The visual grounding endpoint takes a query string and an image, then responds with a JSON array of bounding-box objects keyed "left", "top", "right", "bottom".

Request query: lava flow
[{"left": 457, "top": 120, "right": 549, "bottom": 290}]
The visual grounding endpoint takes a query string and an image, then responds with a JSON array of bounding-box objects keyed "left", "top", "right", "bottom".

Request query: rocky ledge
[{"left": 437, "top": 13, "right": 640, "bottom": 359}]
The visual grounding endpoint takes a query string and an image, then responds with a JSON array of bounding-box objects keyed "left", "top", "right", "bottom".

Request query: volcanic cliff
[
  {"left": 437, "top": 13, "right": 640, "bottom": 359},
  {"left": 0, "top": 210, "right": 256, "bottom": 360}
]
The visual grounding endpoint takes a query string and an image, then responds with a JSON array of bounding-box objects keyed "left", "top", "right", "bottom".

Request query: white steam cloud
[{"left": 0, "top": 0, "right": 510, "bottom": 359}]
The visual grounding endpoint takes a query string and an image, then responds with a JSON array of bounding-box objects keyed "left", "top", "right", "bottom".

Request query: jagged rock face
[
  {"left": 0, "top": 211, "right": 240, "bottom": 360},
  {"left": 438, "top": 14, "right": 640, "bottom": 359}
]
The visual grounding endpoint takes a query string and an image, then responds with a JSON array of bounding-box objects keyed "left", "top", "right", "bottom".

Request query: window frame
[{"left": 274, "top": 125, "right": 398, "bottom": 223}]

......

EXERCISE GOAL =
Please write out all the entries above again, switching "Request query" to "Search label" wherever it occurs and leaving everything else unchanged.

FINISHED EXERCISE =
The visual grounding endpoint takes a query string and an image, then responds with a JSON array of bounding-box objects keyed "left", "top", "right", "bottom".

Search label: lava flow
[{"left": 457, "top": 120, "right": 549, "bottom": 290}]
The visual grounding endpoint takes a query string and an image, then responds with a JSON array of bounding-box objects keyed "left", "top", "right", "bottom".

Search label: rocky ledge
[{"left": 437, "top": 13, "right": 640, "bottom": 359}]
The visual grounding endpoint takes a query string and an image, then responds with a JSON array of bounding-box objects keyed "left", "top", "right", "bottom".

Search label: volcanic cliff
[
  {"left": 437, "top": 13, "right": 640, "bottom": 359},
  {"left": 0, "top": 210, "right": 256, "bottom": 360}
]
The visual grounding endpoint takes a query string and an image, then responds with a JSON array of bounding-box objects keyed "left", "top", "right", "bottom".

Search label: white steam cloud
[{"left": 0, "top": 0, "right": 510, "bottom": 359}]
The visual grounding endpoint takes a query string and an image, then responds with a JSON array of bounding-box objects keyed "left", "top", "right", "bottom".

Search label: jagged rock face
[
  {"left": 0, "top": 211, "right": 240, "bottom": 360},
  {"left": 438, "top": 14, "right": 640, "bottom": 359}
]
The visual grounding endpoint takes a query string and an image, then responds with a JSON array of bounding-box objects keyed "left", "top", "right", "bottom".

Search label: window frame
[{"left": 274, "top": 125, "right": 398, "bottom": 223}]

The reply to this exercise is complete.